──────── Data extracts ────────
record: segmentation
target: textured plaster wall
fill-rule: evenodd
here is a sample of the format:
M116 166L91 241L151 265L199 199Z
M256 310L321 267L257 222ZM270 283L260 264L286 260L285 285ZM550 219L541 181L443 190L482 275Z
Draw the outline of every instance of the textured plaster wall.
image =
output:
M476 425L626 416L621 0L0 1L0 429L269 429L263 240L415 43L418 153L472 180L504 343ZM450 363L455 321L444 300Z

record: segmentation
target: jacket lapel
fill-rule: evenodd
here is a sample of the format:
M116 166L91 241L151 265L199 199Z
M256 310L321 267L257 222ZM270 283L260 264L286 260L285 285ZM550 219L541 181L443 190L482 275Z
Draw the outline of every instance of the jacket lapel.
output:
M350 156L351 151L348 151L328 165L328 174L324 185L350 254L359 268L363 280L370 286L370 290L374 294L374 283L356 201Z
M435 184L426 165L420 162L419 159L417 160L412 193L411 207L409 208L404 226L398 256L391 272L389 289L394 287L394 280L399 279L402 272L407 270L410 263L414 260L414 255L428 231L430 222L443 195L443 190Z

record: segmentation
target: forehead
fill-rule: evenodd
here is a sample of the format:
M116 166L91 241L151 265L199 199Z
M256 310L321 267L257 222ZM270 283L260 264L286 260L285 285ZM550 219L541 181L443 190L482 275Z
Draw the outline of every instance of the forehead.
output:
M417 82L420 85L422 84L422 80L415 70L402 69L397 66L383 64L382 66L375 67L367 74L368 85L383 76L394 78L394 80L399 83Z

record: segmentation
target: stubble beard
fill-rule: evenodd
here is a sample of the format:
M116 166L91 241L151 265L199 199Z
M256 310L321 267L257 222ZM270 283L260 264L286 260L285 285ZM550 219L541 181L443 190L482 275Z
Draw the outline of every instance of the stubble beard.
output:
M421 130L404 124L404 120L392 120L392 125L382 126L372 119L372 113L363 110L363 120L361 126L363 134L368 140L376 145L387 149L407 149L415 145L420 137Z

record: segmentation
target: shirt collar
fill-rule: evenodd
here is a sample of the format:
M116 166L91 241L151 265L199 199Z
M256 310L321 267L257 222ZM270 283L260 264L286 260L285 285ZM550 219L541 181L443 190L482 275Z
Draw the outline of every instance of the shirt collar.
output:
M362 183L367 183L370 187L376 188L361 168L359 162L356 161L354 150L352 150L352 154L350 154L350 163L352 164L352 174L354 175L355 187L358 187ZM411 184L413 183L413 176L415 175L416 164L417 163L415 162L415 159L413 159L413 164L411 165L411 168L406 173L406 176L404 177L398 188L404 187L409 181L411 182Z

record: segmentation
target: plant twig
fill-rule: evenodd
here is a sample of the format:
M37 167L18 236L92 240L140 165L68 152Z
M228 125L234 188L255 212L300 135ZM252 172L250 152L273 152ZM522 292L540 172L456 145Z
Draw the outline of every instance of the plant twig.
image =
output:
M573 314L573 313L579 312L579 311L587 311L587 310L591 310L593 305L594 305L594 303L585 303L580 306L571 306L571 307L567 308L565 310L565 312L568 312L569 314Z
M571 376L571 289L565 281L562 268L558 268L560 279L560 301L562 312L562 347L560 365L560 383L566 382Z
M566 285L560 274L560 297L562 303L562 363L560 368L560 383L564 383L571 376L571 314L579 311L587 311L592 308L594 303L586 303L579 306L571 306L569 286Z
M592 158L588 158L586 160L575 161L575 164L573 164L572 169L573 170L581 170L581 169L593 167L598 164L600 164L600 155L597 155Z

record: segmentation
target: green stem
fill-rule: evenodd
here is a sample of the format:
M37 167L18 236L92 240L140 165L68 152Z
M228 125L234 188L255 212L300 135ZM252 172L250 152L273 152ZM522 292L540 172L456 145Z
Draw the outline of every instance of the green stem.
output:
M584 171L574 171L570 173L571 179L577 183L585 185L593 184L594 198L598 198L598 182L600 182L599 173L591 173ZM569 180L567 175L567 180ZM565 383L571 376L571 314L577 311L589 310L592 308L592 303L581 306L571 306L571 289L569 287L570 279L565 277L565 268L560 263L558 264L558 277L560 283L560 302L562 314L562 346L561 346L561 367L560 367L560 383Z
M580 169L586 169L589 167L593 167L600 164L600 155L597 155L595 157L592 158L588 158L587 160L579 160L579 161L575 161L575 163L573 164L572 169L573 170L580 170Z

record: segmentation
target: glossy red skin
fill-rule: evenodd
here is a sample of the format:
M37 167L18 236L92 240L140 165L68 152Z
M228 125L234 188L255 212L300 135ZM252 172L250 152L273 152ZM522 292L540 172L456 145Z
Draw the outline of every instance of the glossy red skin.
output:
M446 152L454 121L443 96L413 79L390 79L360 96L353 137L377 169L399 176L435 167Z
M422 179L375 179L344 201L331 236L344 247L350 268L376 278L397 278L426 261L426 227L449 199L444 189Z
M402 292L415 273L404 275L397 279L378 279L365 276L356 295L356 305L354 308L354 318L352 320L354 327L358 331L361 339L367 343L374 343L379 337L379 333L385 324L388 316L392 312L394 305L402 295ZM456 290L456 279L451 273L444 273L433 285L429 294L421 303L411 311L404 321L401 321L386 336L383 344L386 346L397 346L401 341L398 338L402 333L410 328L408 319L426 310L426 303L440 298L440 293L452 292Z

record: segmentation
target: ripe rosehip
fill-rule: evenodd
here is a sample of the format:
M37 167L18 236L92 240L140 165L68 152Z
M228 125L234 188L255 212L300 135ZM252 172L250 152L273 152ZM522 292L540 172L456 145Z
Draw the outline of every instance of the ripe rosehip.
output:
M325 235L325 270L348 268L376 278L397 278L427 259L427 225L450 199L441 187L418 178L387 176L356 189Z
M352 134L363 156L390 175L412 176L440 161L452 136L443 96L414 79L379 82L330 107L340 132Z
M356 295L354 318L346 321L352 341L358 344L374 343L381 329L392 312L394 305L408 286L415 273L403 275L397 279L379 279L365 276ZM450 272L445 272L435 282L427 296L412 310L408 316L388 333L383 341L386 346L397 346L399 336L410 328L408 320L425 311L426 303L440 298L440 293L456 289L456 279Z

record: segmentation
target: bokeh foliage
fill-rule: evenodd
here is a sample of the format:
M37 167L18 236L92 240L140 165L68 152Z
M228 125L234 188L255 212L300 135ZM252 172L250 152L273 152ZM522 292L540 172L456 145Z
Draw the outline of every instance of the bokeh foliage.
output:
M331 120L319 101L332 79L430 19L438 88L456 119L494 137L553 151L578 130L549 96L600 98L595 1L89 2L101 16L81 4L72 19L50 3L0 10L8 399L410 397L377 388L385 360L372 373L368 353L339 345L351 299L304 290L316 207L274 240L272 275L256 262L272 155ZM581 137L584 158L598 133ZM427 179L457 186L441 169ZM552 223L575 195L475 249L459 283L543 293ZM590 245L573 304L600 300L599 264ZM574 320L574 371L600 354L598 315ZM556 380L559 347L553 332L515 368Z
────────
Problem:
In full and word for word, restate the data.

Solution to the problem:
record: segmentation
target: textured plaster wall
fill-rule: evenodd
here is a sample of the format:
M116 166L91 241L151 265L199 199Z
M256 310L321 267L257 222ZM270 283L260 264L286 260L285 285ZM550 219L541 181L443 190L482 275Z
Draw the outline of every instance of the textured plaster wall.
image =
output:
M476 425L626 416L621 0L0 1L0 429L269 429L263 240L415 43L418 153L472 180L504 343ZM450 363L455 321L444 300Z

record: segmentation
target: jacket lapel
fill-rule: evenodd
here is a sample of the format:
M116 166L91 241L151 265L199 199Z
M256 310L321 267L257 222ZM270 283L260 264L286 260L285 285ZM550 219L541 181L443 190L482 275Z
Draw the outline of every instance of the jacket lapel.
output:
M350 156L351 151L348 151L328 165L328 174L324 185L350 254L359 268L363 280L370 286L370 290L374 294L374 283L356 201Z
M435 184L426 165L420 162L419 159L417 160L412 193L411 207L409 208L404 226L398 256L391 272L389 289L394 287L394 280L399 279L402 272L407 270L410 263L414 260L414 255L428 231L430 222L443 195L443 190Z

record: segmentation
target: forehead
fill-rule: evenodd
here is a sample of the format:
M116 166L91 241L151 265L199 199Z
M256 310L321 267L257 222ZM270 283L260 264L286 260L285 285ZM550 219L541 181L443 190L482 275Z
Draw the outline of every instance of the forehead.
output:
M417 82L420 85L422 84L422 80L415 70L402 69L397 66L383 64L382 66L375 67L367 74L368 85L383 76L394 78L394 80L399 83Z

record: segmentation
target: stubble beard
fill-rule: evenodd
here is a sample of the format:
M116 166L91 241L151 265L199 199Z
M256 310L321 267L257 222ZM270 283L260 264L286 260L285 285ZM550 219L541 181L443 190L482 275Z
Draw the outline of every instance of the stubble beard.
output:
M421 130L404 124L404 120L392 120L392 125L382 126L372 119L372 113L363 110L363 120L361 126L363 134L368 140L376 145L387 149L407 149L415 145L420 137Z

record: segmentation
target: shirt collar
fill-rule: evenodd
here is a sample of the format:
M116 166L91 241L151 265L199 199Z
M256 310L321 267L257 222ZM270 283L260 264L286 260L285 285ZM550 219L541 181L443 190L482 275Z
Draw the outline of every instance of the shirt collar.
output:
M362 183L367 183L370 187L376 188L361 168L359 162L356 161L354 150L352 150L352 154L350 154L350 163L352 164L352 174L354 175L355 187L358 187ZM411 184L413 183L413 176L415 175L416 164L417 163L415 162L415 159L413 159L413 164L411 165L411 168L406 173L406 176L404 177L398 188L404 187L409 181L411 182Z

record: segmentation
target: plant twig
fill-rule: evenodd
here is a sample of the format:
M37 167L18 236L92 240L140 165L68 152Z
M228 125L234 188L255 212L300 135ZM252 172L250 152L273 152ZM522 292L540 172L456 145Z
Draw the outline of every instance of the plant twig.
image =
output:
M573 314L573 313L579 312L579 311L587 311L587 310L591 310L593 305L594 305L594 303L585 303L580 306L571 306L571 307L567 308L565 310L565 312L568 312L569 314Z
M571 376L571 289L565 281L562 268L558 268L560 279L560 301L562 312L562 347L560 365L560 383L566 382Z
M566 285L560 274L560 297L562 303L562 363L560 368L560 383L564 383L571 376L571 314L579 311L587 311L592 308L594 303L586 303L579 306L571 306L569 286Z
M592 158L588 158L586 160L575 161L575 164L573 164L572 169L573 170L581 170L581 169L593 167L598 164L600 164L600 155L597 155Z

record: segmentation
target: green stem
fill-rule: evenodd
here is a sample of the format:
M37 167L18 236L92 240L140 165L68 152Z
M228 125L234 188L255 212L300 135ZM252 172L250 152L273 152ZM522 292L540 172L456 145Z
Draw the outline of every instance of the green stem.
output:
M584 171L574 171L570 173L571 179L577 183L585 185L593 184L594 198L598 198L598 182L600 182L599 173L591 173ZM569 180L567 175L567 180ZM565 383L571 376L571 314L577 311L589 310L592 308L592 303L581 306L571 306L571 289L569 287L570 279L565 277L565 268L560 263L558 264L558 277L560 283L560 302L562 314L562 346L561 346L561 367L560 367L560 383Z
M580 169L586 169L589 167L593 167L600 164L600 155L597 155L595 157L592 158L588 158L587 160L579 160L579 161L575 161L575 163L573 164L572 169L573 170L580 170Z

record: segmentation
target: glossy red skin
fill-rule: evenodd
here is a sample of the format:
M37 167L18 236L92 240L140 165L68 152Z
M228 125L234 188L255 212L300 135ZM252 172L250 152L273 152ZM522 292L540 172L456 145Z
Draw the outline of every instance of the glossy red skin.
output:
M446 152L454 121L443 96L413 79L390 79L360 96L353 137L377 169L399 176L435 167Z
M422 179L375 179L344 201L331 236L344 247L350 268L376 278L397 278L426 261L426 227L449 199L444 189Z
M402 292L415 273L404 275L397 279L378 279L365 276L356 295L356 305L354 308L354 318L352 320L354 327L358 331L361 339L367 343L374 343L379 337L379 333L385 324L388 316L392 312L394 305L402 295ZM456 290L456 279L451 273L444 273L433 285L429 294L421 303L411 311L404 321L401 321L386 336L383 344L386 346L397 346L401 341L398 338L402 333L410 328L408 319L426 310L426 303L440 298L440 293L452 292Z

record: segmentation
target: ripe rosehip
fill-rule: evenodd
here is a sample of the format:
M37 167L18 236L92 240L140 165L68 152Z
M228 125L234 188L255 212L300 135ZM252 172L250 152L273 152ZM522 292L540 172L456 145Z
Draw the outline of every instance of the ripe rosehip.
output:
M325 235L325 270L348 268L376 278L397 278L427 259L427 225L450 199L441 187L418 178L387 176L356 189Z
M352 134L363 156L390 175L412 176L440 161L452 136L443 96L414 79L379 82L330 107L340 132Z
M356 295L354 318L346 321L352 341L358 344L374 343L381 329L392 312L394 305L408 286L415 273L403 275L397 279L379 279L365 276ZM450 272L445 272L435 282L427 296L412 310L408 316L388 333L383 341L386 346L397 346L399 336L410 328L408 320L425 311L426 303L440 298L440 293L456 289L456 279Z

record: segmentation
target: bokeh foliage
fill-rule: evenodd
here is a sample of the format:
M37 167L18 236L92 240L140 165L68 152Z
M228 125L234 188L255 212L300 135ZM252 172L250 152L273 152ZM522 292L540 172L456 145Z
Draw the outline of every instance of the bokeh foliage.
output:
M331 120L319 101L332 79L430 19L438 88L456 119L494 137L553 151L578 130L549 96L600 98L595 1L89 2L101 16L81 4L72 19L50 3L0 10L8 399L410 397L377 388L385 360L372 373L368 353L339 345L351 299L304 290L316 207L274 240L272 275L256 262L272 155ZM581 137L584 158L598 133ZM427 179L457 186L441 169ZM552 223L575 195L475 249L459 283L543 293ZM590 245L573 304L600 300L599 264ZM574 320L574 371L600 354L598 315ZM556 380L559 347L553 332L515 368Z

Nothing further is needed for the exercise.